:: What the task requires ::
Each entry has to be copied exactly, with nothing missed.

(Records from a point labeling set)
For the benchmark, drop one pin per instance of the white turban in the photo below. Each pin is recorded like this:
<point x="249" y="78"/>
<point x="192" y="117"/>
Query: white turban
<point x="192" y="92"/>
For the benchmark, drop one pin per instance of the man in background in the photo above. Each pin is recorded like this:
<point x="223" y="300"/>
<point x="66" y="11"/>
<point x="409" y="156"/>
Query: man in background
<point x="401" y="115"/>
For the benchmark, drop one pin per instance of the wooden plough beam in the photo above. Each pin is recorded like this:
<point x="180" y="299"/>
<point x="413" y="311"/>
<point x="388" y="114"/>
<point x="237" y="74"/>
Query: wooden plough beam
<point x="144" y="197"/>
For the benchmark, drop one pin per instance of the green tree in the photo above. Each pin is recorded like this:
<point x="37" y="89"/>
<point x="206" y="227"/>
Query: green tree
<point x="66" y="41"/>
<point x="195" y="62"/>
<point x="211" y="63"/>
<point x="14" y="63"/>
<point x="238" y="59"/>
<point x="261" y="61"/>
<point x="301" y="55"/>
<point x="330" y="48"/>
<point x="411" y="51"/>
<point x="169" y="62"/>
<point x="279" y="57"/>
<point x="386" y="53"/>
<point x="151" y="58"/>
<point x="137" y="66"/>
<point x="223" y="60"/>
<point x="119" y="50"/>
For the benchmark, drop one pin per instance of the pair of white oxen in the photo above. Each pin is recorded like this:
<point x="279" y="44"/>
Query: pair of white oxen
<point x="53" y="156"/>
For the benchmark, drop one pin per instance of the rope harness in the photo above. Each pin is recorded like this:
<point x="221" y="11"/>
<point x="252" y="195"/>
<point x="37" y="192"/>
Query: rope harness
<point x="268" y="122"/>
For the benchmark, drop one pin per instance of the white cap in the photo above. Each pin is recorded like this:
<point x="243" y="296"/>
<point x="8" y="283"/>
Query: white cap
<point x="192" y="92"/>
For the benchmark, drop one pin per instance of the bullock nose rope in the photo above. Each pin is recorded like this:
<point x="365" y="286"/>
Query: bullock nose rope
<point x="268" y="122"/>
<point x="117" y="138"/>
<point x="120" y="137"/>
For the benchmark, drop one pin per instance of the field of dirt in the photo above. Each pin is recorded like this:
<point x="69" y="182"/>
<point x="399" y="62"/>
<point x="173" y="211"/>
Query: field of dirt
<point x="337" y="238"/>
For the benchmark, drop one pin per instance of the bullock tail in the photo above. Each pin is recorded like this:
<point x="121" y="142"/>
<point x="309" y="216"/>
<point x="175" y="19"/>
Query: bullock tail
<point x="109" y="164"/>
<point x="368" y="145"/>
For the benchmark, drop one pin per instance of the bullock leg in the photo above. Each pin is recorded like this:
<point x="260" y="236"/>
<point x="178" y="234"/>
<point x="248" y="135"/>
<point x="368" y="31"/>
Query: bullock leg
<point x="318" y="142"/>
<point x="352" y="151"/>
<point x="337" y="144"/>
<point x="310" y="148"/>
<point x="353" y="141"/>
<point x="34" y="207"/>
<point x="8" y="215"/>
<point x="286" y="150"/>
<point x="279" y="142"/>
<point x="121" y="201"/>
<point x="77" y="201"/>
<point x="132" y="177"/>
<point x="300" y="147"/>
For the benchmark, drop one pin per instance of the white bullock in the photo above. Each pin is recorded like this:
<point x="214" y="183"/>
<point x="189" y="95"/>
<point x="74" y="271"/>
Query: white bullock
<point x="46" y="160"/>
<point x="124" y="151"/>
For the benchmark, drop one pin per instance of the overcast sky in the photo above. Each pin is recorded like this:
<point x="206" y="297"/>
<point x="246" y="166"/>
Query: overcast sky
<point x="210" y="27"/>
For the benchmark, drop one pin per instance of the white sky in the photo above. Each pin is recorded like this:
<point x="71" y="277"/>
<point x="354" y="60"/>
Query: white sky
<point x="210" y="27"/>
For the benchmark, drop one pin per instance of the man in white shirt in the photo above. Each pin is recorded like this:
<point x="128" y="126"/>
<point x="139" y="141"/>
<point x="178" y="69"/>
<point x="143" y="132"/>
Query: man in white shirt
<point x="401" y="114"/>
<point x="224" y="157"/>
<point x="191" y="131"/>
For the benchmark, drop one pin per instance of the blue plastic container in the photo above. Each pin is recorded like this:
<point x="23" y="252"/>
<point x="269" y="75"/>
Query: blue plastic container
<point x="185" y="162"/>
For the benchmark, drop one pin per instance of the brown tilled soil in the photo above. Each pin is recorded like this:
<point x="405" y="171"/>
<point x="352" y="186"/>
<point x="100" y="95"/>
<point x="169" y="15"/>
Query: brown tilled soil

:: The completed task ::
For the benchmark, drop one pin per instance of the white turban in the photo below. Each pin is recorded like this:
<point x="249" y="78"/>
<point x="192" y="117"/>
Query: white turban
<point x="192" y="92"/>
For the benchmark, drop one pin per instance of the man in background in the photo above. Each pin is recorded like this:
<point x="223" y="300"/>
<point x="66" y="11"/>
<point x="409" y="156"/>
Query: man in background
<point x="401" y="115"/>
For the benchmark, drop one pin per instance of the wooden plough beam in the photo above. Each pin is recorded like this:
<point x="180" y="299"/>
<point x="413" y="311"/>
<point x="388" y="114"/>
<point x="237" y="74"/>
Query: wooden plough beam
<point x="144" y="197"/>
For the benchmark, drop one pin per instance of the green tree in the photo above. Each pin is recorded like this:
<point x="37" y="89"/>
<point x="206" y="227"/>
Query: green tree
<point x="66" y="41"/>
<point x="195" y="62"/>
<point x="211" y="63"/>
<point x="14" y="63"/>
<point x="238" y="59"/>
<point x="261" y="61"/>
<point x="301" y="55"/>
<point x="330" y="48"/>
<point x="411" y="51"/>
<point x="169" y="62"/>
<point x="279" y="57"/>
<point x="386" y="53"/>
<point x="151" y="58"/>
<point x="137" y="66"/>
<point x="223" y="60"/>
<point x="119" y="50"/>
For the benchmark, drop one pin per instance of the pair of white oxen in the photo above. Each pin is recorded like this:
<point x="279" y="44"/>
Query: pair of white oxen
<point x="53" y="156"/>
For the benchmark, drop one pin per instance of the rope harness in the photo above. Each pin is recorded like this:
<point x="221" y="11"/>
<point x="252" y="195"/>
<point x="37" y="192"/>
Query: rope harness
<point x="268" y="122"/>
For the benchmark, drop one pin per instance of the white cap in the photo above. Each pin is recorded like this:
<point x="243" y="296"/>
<point x="8" y="283"/>
Query: white cap
<point x="192" y="92"/>
For the benchmark, drop one pin per instance of the bullock nose rope in the photo above. Each pin is recorded like this:
<point x="365" y="286"/>
Query: bullock nose rope
<point x="268" y="122"/>
<point x="117" y="138"/>
<point x="120" y="137"/>
For the benchmark, drop one pin per instance of the field of dirt in the photo above. Each pin is recorded like this:
<point x="69" y="182"/>
<point x="399" y="62"/>
<point x="173" y="211"/>
Query: field of dirt
<point x="337" y="238"/>
For the benchmark, drop one pin per instance of the bullock tail in the photo above. Each pin is recorded like this:
<point x="121" y="142"/>
<point x="309" y="216"/>
<point x="175" y="19"/>
Query: bullock tail
<point x="109" y="164"/>
<point x="368" y="145"/>
For the benchmark, drop one pin per instance of the bullock leg in the photo above. Each pin is recorded like this:
<point x="260" y="236"/>
<point x="178" y="234"/>
<point x="248" y="135"/>
<point x="368" y="31"/>
Query: bullock leg
<point x="318" y="142"/>
<point x="352" y="151"/>
<point x="337" y="144"/>
<point x="310" y="148"/>
<point x="353" y="141"/>
<point x="34" y="207"/>
<point x="8" y="215"/>
<point x="286" y="150"/>
<point x="279" y="142"/>
<point x="121" y="201"/>
<point x="77" y="201"/>
<point x="132" y="177"/>
<point x="300" y="147"/>
For the benchmark, drop one pin per instance of the white bullock in the photo above. Each pin is recorded like this:
<point x="214" y="183"/>
<point x="189" y="95"/>
<point x="74" y="271"/>
Query: white bullock
<point x="46" y="160"/>
<point x="124" y="151"/>
For the benchmark, drop one pin per instance of the overcast sky in the photo above. Each pin is recorded like this:
<point x="206" y="297"/>
<point x="246" y="166"/>
Query: overcast sky
<point x="210" y="27"/>
For the benchmark, drop one pin per instance of the white sky in the photo above. Each pin is recorded like this:
<point x="71" y="277"/>
<point x="354" y="60"/>
Query: white sky
<point x="210" y="27"/>
For the benchmark, drop one pin per instance of the man in white shirt in the photo above. Each pin is recorded like this:
<point x="128" y="126"/>
<point x="139" y="141"/>
<point x="178" y="69"/>
<point x="143" y="132"/>
Query: man in white shirt
<point x="401" y="114"/>
<point x="224" y="157"/>
<point x="191" y="131"/>
For the benchmark, drop one pin per instance of the blue plastic container in the photo above. Each pin is recorded like this:
<point x="23" y="252"/>
<point x="269" y="75"/>
Query: blue plastic container
<point x="185" y="162"/>
For the benchmark, drop one pin per instance of the brown tilled soil in the photo above. Each pin is recorded like this:
<point x="405" y="171"/>
<point x="352" y="186"/>
<point x="100" y="95"/>
<point x="169" y="15"/>
Query: brown tilled soil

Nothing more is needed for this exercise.